TASK TO CARRY OUT: Nothing in the data may be altered; restate all of it exactly.

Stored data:
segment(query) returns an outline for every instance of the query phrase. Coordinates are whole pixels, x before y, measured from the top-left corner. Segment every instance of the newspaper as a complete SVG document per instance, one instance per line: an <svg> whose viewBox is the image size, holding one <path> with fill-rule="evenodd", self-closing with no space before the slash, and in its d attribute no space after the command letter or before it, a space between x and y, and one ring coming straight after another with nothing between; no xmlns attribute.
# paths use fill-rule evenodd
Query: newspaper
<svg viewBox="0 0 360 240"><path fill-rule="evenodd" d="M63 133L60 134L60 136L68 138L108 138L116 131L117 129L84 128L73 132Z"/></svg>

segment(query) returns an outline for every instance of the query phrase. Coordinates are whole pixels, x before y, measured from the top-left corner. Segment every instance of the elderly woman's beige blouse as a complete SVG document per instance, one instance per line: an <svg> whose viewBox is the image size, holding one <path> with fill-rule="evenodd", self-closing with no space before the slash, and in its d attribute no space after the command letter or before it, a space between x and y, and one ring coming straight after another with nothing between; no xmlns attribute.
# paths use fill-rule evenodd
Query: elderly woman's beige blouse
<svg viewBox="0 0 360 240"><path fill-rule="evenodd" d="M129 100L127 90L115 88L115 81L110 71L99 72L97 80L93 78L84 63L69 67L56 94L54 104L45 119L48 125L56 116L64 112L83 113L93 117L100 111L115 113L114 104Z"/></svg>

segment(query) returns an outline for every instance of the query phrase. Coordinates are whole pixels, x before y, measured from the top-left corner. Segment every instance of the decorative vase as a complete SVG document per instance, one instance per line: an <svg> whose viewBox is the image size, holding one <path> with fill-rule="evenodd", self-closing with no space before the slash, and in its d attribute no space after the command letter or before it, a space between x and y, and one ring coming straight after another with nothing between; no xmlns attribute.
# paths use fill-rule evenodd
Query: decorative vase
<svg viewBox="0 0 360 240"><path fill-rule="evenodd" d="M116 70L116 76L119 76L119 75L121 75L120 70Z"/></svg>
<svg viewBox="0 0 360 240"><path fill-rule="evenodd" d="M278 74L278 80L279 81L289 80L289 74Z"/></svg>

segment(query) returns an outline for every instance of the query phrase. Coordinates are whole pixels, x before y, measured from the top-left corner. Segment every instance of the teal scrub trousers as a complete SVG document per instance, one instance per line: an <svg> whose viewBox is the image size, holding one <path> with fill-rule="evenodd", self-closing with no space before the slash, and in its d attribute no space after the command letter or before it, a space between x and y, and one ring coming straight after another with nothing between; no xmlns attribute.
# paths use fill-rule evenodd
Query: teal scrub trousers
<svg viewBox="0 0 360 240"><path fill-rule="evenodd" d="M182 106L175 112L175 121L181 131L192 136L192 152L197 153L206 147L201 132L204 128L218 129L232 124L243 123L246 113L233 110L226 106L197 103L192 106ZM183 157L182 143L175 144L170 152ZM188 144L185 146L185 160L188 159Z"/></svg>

RESPONSE AREA:
segment(query) returns an outline for every instance of the query phrase. Coordinates are whole pixels, x before y, measured from the top-left corner. Segment every instance of the newspaper as a complete SVG document per instance, one instance per line: an <svg> whose viewBox is the image size, holding one <path> with fill-rule="evenodd", self-closing with no space before the slash, and in its d attribute no space after the command letter or before it, a space between x and y, and one ring coming straight after another with nothing between; no xmlns attribute.
# paths use fill-rule evenodd
Query: newspaper
<svg viewBox="0 0 360 240"><path fill-rule="evenodd" d="M63 133L60 134L60 136L68 138L108 138L116 131L117 129L84 128L73 132Z"/></svg>

segment(query) returns an outline for every instance of the query phrase. Coordinates are whole pixels, x before y, measured from the top-left corner. Segment every instance of the elderly woman's beige blouse as a complete SVG document per instance, one instance per line: an <svg> whose viewBox is the image size, holding one <path> with fill-rule="evenodd", self-closing with no space before the slash, and in its d attribute no space after the command letter or before it, a space between x and y, and one ring coming straight after another with nothing between; no xmlns attribute.
# paths use fill-rule evenodd
Query: elderly woman's beige blouse
<svg viewBox="0 0 360 240"><path fill-rule="evenodd" d="M129 100L127 90L115 88L115 81L110 71L99 72L97 80L93 78L84 63L69 67L56 94L54 104L45 119L48 125L56 116L64 112L83 113L93 117L100 111L115 113L114 104Z"/></svg>

segment(query) returns an outline for every instance of the query phrase. Coordinates are whole pixels, x before y, measured from the top-left corner. Segment every instance of the decorative vase as a complete SVG document per instance, one instance per line: an <svg> whose viewBox is the image size, holding one <path> with fill-rule="evenodd", self-closing with no space before the slash, and in its d attribute no space after the command letter or before it, a space between x and y, and one ring coming straight after another with nothing between; no xmlns attribute.
# paths use fill-rule evenodd
Query: decorative vase
<svg viewBox="0 0 360 240"><path fill-rule="evenodd" d="M116 70L116 76L119 76L119 75L121 75L120 70Z"/></svg>
<svg viewBox="0 0 360 240"><path fill-rule="evenodd" d="M278 74L278 80L279 81L289 80L289 74Z"/></svg>

segment(query) returns an outline for every instance of the query phrase. Coordinates are whole pixels, x before y, measured from the top-left corner. Segment every instance of the teal scrub trousers as a complete SVG document per instance, one instance per line: an <svg> whose viewBox is the image size, holding one <path> with fill-rule="evenodd", self-closing with no space before the slash, and in its d attribute no space after the command letter or before it, a space between x and y, and one ring coming straight after another with nothing between; no xmlns attribute.
# paths use fill-rule evenodd
Query: teal scrub trousers
<svg viewBox="0 0 360 240"><path fill-rule="evenodd" d="M182 106L175 112L175 121L181 131L192 136L192 152L197 153L206 147L201 132L204 128L218 129L232 124L243 123L246 113L233 110L226 106L197 103L192 106ZM183 157L182 143L175 144L170 152ZM188 144L185 146L185 160L188 159Z"/></svg>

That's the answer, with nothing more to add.